+++ MATERIAL FOR THIS TASK +++

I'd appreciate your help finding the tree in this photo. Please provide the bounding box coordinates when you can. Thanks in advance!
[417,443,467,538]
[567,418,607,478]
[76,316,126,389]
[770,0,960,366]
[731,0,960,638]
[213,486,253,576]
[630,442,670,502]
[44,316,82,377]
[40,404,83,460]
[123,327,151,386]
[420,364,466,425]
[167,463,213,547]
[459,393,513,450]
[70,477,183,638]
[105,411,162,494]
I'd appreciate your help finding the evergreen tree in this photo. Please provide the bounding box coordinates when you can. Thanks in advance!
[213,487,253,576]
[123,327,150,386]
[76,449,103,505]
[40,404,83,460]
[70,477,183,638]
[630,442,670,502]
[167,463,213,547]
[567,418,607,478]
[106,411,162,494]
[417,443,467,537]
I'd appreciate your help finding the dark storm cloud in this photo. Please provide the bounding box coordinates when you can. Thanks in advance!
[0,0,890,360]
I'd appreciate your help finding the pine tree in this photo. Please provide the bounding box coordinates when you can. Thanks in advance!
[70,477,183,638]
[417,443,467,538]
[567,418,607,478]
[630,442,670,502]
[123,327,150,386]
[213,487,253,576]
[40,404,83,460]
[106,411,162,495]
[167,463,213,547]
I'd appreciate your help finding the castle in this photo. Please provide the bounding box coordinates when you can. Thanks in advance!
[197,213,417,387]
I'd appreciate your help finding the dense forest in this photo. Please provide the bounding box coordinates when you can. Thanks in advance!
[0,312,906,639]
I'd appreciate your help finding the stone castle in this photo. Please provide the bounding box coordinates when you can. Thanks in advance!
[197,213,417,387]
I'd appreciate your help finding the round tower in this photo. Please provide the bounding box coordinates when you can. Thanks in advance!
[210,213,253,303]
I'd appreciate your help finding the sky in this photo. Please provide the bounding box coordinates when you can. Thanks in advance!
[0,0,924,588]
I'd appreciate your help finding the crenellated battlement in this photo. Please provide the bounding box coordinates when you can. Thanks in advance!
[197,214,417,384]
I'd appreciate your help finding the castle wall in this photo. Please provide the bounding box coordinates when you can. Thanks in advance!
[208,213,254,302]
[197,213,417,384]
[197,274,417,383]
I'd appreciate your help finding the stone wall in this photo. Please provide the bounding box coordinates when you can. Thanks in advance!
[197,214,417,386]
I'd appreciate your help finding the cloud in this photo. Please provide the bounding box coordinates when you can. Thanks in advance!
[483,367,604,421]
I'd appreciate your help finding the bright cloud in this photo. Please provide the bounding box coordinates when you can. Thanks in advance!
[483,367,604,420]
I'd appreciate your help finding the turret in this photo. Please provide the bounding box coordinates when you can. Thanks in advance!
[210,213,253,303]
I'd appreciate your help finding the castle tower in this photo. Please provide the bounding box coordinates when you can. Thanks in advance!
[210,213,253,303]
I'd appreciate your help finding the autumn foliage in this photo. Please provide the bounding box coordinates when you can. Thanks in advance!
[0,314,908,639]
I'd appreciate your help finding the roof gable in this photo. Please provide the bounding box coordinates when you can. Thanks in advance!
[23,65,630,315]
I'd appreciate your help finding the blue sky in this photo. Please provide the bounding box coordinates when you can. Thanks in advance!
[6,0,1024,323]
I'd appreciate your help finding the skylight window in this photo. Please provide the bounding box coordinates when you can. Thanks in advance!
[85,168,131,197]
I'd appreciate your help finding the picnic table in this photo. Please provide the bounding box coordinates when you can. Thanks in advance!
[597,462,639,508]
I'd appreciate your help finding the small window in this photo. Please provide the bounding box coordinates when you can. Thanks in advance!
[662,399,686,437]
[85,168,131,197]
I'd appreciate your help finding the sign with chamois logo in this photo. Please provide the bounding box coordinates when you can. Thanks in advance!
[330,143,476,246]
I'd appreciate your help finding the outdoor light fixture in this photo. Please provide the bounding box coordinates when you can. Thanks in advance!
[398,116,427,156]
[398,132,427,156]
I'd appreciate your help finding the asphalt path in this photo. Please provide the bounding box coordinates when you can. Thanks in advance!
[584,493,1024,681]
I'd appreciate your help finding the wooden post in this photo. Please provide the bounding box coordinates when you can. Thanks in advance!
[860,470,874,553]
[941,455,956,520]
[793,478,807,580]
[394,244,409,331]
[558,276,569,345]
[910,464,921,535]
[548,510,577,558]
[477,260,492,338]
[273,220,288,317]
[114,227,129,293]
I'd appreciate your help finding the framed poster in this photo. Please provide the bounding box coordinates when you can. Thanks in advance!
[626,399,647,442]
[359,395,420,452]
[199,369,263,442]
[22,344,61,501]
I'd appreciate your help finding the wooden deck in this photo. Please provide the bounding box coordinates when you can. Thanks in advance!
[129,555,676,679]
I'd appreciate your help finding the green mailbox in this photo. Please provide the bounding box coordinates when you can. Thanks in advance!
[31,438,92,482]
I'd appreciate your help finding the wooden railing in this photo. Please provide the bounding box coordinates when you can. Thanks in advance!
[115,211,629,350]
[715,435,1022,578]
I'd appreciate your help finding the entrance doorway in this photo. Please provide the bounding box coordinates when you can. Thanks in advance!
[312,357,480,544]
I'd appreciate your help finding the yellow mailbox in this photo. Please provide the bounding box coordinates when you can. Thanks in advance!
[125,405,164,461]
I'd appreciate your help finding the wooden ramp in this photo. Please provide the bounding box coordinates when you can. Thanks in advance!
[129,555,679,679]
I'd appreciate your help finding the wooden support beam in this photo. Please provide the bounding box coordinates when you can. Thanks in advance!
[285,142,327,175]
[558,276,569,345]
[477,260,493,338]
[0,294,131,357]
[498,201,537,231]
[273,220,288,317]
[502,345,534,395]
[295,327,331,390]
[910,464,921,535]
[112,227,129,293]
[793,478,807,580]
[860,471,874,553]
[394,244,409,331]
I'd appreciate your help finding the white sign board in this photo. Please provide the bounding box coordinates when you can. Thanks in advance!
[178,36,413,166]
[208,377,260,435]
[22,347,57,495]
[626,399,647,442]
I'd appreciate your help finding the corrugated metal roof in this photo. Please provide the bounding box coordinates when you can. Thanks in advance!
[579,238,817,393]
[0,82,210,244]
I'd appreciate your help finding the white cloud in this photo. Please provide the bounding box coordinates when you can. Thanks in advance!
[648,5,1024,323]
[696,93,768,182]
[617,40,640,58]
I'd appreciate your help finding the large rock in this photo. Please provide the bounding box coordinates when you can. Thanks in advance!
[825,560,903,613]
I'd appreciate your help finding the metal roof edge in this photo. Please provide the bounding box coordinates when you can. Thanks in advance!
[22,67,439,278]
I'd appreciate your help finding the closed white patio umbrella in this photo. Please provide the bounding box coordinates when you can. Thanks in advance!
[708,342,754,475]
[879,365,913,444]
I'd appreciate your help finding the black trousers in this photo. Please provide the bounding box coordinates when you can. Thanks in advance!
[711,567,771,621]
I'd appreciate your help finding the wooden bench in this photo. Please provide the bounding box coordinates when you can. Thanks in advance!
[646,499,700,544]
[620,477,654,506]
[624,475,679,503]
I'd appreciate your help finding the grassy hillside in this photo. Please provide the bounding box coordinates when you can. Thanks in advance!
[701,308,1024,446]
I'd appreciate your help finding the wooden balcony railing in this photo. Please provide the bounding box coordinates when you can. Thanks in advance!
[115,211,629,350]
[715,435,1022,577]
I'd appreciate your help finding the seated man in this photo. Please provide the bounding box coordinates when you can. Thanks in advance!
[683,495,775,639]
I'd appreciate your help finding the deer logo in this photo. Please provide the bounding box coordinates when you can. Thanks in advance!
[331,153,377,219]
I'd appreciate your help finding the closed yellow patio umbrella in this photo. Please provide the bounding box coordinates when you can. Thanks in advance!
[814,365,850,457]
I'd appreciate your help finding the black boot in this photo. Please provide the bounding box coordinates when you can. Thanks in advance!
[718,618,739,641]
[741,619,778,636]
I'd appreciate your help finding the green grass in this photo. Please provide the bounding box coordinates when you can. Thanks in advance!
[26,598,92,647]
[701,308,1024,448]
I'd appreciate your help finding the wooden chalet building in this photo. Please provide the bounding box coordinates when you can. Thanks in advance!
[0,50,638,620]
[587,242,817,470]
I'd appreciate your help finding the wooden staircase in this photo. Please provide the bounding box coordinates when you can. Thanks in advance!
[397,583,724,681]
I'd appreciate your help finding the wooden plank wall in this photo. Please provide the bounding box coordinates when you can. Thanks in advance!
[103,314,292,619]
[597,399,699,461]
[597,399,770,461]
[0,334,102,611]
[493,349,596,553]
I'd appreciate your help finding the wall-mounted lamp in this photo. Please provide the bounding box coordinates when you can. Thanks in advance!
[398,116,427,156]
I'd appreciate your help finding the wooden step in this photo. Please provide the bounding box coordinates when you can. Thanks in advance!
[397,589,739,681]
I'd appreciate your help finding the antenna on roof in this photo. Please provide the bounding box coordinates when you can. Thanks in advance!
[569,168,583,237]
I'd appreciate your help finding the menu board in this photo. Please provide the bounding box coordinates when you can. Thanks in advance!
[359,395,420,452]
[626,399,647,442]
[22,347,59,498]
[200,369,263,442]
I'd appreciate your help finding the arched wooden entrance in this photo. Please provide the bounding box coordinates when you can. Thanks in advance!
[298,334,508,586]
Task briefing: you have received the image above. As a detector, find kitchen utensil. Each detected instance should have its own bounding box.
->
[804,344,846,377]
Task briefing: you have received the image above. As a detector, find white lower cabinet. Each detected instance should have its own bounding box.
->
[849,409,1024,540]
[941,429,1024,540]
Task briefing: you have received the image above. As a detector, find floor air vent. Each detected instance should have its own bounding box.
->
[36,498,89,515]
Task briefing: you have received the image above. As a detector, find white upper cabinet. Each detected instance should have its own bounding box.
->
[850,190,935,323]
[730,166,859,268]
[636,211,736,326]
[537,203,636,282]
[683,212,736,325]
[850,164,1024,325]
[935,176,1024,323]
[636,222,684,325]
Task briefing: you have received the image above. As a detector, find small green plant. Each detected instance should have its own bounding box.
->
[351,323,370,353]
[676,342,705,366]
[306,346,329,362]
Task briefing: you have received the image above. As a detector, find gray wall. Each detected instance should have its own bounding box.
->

+++

Count the lines in the records above that contain the word "logo" and give only the number.

◆ REPLY TO THE TASK
2